+++ Material for the task +++
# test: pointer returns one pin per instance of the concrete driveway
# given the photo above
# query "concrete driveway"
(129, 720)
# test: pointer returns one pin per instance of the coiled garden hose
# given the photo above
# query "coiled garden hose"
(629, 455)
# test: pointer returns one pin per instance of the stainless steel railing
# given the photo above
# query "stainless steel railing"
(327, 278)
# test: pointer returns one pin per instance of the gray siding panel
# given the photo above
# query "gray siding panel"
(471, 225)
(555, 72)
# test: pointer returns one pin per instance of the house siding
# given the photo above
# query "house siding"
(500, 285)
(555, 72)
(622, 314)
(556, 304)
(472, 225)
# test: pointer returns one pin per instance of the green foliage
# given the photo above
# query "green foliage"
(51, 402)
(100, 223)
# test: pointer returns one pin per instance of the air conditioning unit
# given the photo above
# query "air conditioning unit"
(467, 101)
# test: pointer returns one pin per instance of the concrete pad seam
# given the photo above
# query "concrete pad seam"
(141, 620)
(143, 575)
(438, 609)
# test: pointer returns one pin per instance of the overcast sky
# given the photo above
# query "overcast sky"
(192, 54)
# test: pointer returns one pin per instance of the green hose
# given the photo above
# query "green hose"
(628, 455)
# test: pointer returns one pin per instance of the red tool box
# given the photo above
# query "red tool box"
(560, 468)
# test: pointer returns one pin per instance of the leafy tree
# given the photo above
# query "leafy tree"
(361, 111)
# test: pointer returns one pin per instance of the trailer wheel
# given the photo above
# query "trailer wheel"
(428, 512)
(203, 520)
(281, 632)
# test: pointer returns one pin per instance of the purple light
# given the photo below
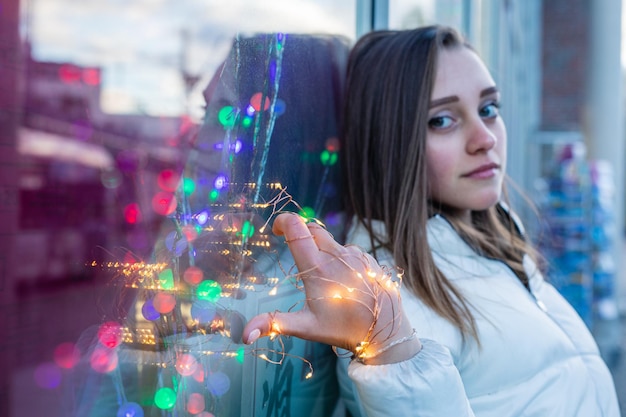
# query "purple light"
+++
* Exercise goal
Rename "pointer" to "locator" throughout the rows above, and reproduce every row otherwise unchanged. Leave the picture out of the result.

* The result
# test: locator returns one pin per instance of the concrete driveway
# given the photo above
# query "concrete driveway"
(129, 720)
# test: locator returns one pin per instance of the coiled garden hose
# given the photo above
# query "coiled garden hose"
(629, 455)
# test: locator returns one pin per instance of the stainless steel railing
# given the photo above
# query "stainless steel railing"
(327, 278)
# test: locator returns one pin per instance of the gray siding panel
# given the photo above
# query "gray siding panel"
(471, 225)
(555, 72)
# test: locator returns one pin per instance of the house siding
# given the photo above
# query "house siding"
(500, 285)
(555, 72)
(622, 314)
(556, 304)
(472, 225)
# test: locator returns one pin per instance of the green foliage
# given the photo above
# query "green foliage"
(51, 402)
(100, 223)
# test: locator returns one pin per instance of the air conditioning unit
# given the photo above
# query "air conditioning unit"
(467, 101)
# test: locator returns one pin per instance of the concrete pad seam
# given the photo above
# query "concrete pad seam"
(141, 620)
(143, 575)
(438, 609)
# test: locator returns one pin per instance of the overcast sky
# given the photo above
# query "overcast sky"
(192, 54)
# test: locator returns one pin per instance of the green hose
# given the photo above
# query "green hose"
(628, 455)
# test: locator returns one pin per instance of the red tool box
# given the photo above
# query "red tool box"
(560, 468)
# test: locator returns one pin per instance of the leafy tree
# given the photo above
# query "leafy tree"
(361, 111)
# test: locator returns one pin per instance of the trailer wheel
# given the photo above
# query "trailer wheel"
(428, 512)
(203, 520)
(281, 632)
# test: locator returns one pin per instance of the purple light
# given the photo below
# query "purple light"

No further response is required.